# The exercise
Reproduce part of the material below word for word, beginning at the line that contains "Sample: x=324, y=135." and stopping after the line that contains "x=234, y=137".

# Material provided
------------

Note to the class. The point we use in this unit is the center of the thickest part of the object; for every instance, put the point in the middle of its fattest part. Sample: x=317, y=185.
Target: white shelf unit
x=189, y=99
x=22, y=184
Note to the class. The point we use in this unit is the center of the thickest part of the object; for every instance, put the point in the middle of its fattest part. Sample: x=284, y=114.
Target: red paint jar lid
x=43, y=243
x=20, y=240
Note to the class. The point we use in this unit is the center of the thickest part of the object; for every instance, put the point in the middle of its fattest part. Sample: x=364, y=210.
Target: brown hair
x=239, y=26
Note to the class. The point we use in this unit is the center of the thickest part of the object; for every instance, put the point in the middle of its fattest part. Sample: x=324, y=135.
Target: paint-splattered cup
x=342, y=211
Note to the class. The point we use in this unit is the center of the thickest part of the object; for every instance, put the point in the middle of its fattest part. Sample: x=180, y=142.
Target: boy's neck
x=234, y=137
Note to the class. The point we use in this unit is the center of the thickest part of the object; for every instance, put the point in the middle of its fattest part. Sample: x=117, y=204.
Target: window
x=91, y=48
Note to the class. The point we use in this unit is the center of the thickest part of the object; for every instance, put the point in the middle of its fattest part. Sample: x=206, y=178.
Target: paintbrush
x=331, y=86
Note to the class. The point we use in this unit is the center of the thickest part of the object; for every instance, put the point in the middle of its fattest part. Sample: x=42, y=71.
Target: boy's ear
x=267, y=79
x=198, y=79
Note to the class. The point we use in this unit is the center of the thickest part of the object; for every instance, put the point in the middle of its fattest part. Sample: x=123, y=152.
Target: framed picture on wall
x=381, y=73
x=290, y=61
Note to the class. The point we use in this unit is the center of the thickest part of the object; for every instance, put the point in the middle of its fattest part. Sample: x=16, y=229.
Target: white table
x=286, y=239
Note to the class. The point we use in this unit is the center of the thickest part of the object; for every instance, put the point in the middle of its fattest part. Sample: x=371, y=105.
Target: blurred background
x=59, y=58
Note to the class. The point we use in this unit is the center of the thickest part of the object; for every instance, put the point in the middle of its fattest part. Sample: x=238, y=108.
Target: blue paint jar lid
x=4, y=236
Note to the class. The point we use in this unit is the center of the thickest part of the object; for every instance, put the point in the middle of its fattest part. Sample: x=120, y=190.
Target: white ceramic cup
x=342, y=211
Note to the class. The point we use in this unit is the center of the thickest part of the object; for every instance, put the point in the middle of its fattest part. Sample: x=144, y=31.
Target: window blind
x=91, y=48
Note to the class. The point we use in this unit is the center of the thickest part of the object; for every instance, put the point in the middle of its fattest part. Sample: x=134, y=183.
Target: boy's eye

------------

# Exercise response
Note to the class. The point we use in this unit is the center of the thickest part of the object; for every instance, put the point in the middle of its fattest part. Sample: x=324, y=135.
Target: paint-splattered cup
x=342, y=211
Note to the class. The point we use in this unit is the center of the thickest part of the object; for every instance, put the point in the middle of its fattest part. Sample: x=180, y=142.
Target: boy's neck
x=234, y=137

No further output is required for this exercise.